#### Stated goal:
Copy the lines of every entry below, reproducing each one character for character.

#### Location labeling records:
>>>

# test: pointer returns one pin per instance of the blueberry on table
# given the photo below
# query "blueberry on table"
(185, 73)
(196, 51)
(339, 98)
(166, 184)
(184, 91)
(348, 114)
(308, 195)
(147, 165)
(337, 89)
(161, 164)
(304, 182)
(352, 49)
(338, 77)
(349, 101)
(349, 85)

<<<

#### Exercise result:
# test: pointer returns one pin per instance of the blueberry on table
# given the photo below
# query "blueberry on table"
(185, 73)
(196, 51)
(339, 98)
(166, 184)
(184, 91)
(348, 114)
(308, 195)
(147, 165)
(337, 89)
(161, 164)
(304, 182)
(352, 49)
(338, 77)
(349, 101)
(349, 85)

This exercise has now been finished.